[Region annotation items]
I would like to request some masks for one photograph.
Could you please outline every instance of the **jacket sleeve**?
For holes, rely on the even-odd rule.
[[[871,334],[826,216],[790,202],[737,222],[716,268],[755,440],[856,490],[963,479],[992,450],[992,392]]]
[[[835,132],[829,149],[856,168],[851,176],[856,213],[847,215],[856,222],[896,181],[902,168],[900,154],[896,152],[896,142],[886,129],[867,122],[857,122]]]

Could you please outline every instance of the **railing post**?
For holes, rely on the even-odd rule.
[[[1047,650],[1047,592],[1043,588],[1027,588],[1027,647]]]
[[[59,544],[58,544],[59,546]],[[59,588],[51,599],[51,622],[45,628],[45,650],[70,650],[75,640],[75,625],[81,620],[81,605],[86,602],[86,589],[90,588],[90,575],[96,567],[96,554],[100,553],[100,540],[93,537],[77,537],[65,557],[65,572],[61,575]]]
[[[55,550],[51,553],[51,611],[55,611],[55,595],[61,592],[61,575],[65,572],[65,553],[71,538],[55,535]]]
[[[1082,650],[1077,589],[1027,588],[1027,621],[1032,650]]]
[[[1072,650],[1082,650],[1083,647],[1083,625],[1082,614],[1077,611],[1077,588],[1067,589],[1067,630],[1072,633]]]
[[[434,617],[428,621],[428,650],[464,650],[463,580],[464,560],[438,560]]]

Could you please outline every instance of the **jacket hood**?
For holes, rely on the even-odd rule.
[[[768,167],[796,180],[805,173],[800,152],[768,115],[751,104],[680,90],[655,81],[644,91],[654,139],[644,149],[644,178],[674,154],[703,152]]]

■ Exercise task
Retype all of the data above line for line, keeping every character unchanged.

■ Written answer
I would like to request some masks for one photograph.
Could you please outline every instance of the **jacket sleeve**?
For holes, rely on the even-odd rule.
[[[871,334],[826,216],[790,202],[737,222],[716,268],[755,440],[856,490],[963,479],[992,450],[992,392]]]
[[[835,132],[829,149],[856,168],[851,176],[856,213],[847,215],[856,222],[896,181],[902,168],[900,154],[896,152],[896,142],[886,129],[867,122],[857,122]]]

Could you please outline every instance of the **railing post**?
For holes, rely on the even-odd rule.
[[[1047,650],[1047,592],[1043,588],[1027,588],[1027,647]]]
[[[59,544],[58,544],[59,546]],[[59,588],[51,599],[51,622],[45,628],[45,650],[70,650],[75,640],[75,625],[81,620],[81,605],[86,602],[86,589],[90,588],[90,575],[96,567],[96,554],[100,553],[100,540],[93,537],[77,537],[65,557],[65,572],[61,575]]]
[[[55,550],[51,553],[51,611],[55,611],[55,595],[61,592],[61,575],[65,572],[65,553],[71,538],[55,535]]]
[[[1082,650],[1077,589],[1027,588],[1027,621],[1032,650]]]
[[[1072,650],[1082,650],[1083,647],[1083,625],[1082,614],[1077,611],[1077,588],[1067,589],[1067,630],[1072,633]]]
[[[434,617],[428,621],[428,650],[464,650],[463,580],[464,560],[438,560]]]

Could you please outline every instance of the **jacket hood**?
For holes, rely on the even-odd rule.
[[[768,167],[796,180],[805,173],[800,152],[768,115],[751,104],[680,90],[655,81],[644,91],[654,139],[644,149],[644,178],[674,154],[703,152]]]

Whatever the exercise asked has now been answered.